◆ Texto de leitura
A relação é a coisa mais extraordinariamente importante que há na vida. Se não compreendemos essa relação, não podemos criar uma nova sociedade.   Vamos investigar muito detidamente o que é a relação, porque os seres humanos, durante toda a sua longa existência como tais, jamais tem tido uma relação sem o sentimento possessivo, sem opressão, apego, contradição, etc. Por que existe sempre esta divisão: homem e mulher, nós e eles?... Vamos examinar isso juntos. Esse exame pode ser intelectual, ou seja, meramente verbal, porém, tal compreensão intelectual não tem nenhum valor. É tão só uma ideia, um conceito; porém, se podemos considerar nossa relação como algo total, então, talvez, possamos ver a profundidade, a beleza e a qualidade da relação. Estão de acordo, senhores? Podemos prosseguir? Perguntamo-nos qual é, de fato, a relação que agora temos um com o outro, não a relação teórica, romântica ou idealista — todas irreais —, senão a factual, a relação cotidiana que tem entre si o homem e a mulher. Estão relacionados em absoluto? Existe a relação biológica; essa relação é sexual, prazerosa. É possessão, apego, diversas formas de mútua intrusão.

O que é apego? Por que temos essa necessidade tão tremenda de apego? Que implica o apego? Por que nos apegamos? Quando estamos apegados a qualquer coisa, sempre há medo, de perder aquilo à que você se apega. Há sempre um sentimento de insegurança. Por favor, observem em si mesmos. Sempre existe um sentido de separação. Estou apegado à minha esposa. Apego-me a ela porque me brinda com prazer sexual, ou o prazer de sua companhia. Vocês conhecem tudo isso sem que eu os lhe diga. Estou, pois, apegado a ela, o qual quer dizer que estou ciumento, atemorizado. Onde há ciúmes, há ódio. E, amor é apego? Esse é um aspecto a ser observado em nossa relação.

◆ Material fornecido

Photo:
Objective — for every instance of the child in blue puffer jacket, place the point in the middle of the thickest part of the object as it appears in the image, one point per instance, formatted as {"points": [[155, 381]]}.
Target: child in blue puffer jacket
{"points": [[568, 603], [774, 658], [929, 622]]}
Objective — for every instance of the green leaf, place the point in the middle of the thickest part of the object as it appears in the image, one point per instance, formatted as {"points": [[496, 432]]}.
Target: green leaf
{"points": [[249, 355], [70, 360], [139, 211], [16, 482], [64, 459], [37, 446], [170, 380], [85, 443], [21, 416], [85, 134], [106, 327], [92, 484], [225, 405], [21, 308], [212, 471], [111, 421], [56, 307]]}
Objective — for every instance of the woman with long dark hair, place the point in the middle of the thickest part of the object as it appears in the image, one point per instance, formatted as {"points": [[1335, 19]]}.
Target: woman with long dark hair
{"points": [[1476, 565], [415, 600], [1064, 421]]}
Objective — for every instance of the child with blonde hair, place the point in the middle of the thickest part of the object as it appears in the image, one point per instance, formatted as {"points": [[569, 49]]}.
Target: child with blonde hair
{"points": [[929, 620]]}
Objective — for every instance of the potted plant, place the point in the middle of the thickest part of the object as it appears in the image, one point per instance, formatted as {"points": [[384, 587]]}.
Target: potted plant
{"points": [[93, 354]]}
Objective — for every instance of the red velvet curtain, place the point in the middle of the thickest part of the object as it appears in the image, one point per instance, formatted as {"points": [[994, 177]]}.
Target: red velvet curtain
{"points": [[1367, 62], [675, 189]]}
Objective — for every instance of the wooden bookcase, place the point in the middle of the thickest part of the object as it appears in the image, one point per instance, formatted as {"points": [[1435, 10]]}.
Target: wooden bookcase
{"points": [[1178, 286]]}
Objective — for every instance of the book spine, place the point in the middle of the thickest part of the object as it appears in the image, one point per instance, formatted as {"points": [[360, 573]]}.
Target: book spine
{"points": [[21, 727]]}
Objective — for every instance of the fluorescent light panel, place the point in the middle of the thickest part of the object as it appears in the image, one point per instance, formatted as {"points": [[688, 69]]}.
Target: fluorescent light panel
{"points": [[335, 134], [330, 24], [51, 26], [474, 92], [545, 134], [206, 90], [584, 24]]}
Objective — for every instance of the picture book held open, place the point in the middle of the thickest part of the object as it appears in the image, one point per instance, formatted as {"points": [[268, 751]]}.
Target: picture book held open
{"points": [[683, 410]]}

◆ Atividades propostas
- a) Segundo o texto sobre a relação e o apego, sem o que os seres humanos jamais tiveram uma relação? Enumere tudo o que ele nomeia.
- b) De acordo com o texto sobre a relação e o apego, o que sempre há quando estamos apegados a qualquer coisa?
- c) Retome o texto sobre a relação e o apego a partir da última frase apresentada, mantendo o mesmo tom.

◆ Respostas do exercício
- a) O sentimento possessivo, a opressão, o apego e a contradição.

- b) Sempre há medo de perder aquilo a que se está apegado.

- c)
Então, em nossa relação cada um tem criado, através dos anos, uma imagem a respeito do outro. Essas imagens que ele é ela tem criado, constituem a relação. Podem dormir juntos, porém o fato é que cada um tem uma imagem um do outro, e nessa relação entre imagens, como pode haver uma relação verdadeira, factual com o outro? Todos, desde a infância, temos formado imagens acerca de nós mesmos e dos demais. Esta pergunta que nos formulamos é muito, muito séria: Podemos viver sem uma só imagem em nossa relação? Por certo, todos vocês tem uma imagem de quem lhes fala, não é assim? Obviamente que a tem.  Por quê? Vocês não o conhecem, de fato não o conhecem. Ele se senta num estrado e lhes fala, porém, vocês não se relacionam com ele, porque possuem uma imagem a seu respeito. Tem criado uma imagem dele e tem suas próprias imagens pessoais a respeito de si mesmos. Possuem inumeráveis imagens dos políticos, dos homens de negócios, do guru, de isto e aquilo. Pode você, viver profundamente sem uma só imagem? A imagem pode ser uma conclusão a respeito de nossa esposa, uma representação mental, uma imagem sexual; pode ser a imagem de um vínculo melhor e assim sucessivamente. Por que os seres humanos têm imagens em absoluto? Por favor, formulem-se esta pergunta. Quando tem uma imagem do outro, essa imagem lhes comunica uma sensação de segurança.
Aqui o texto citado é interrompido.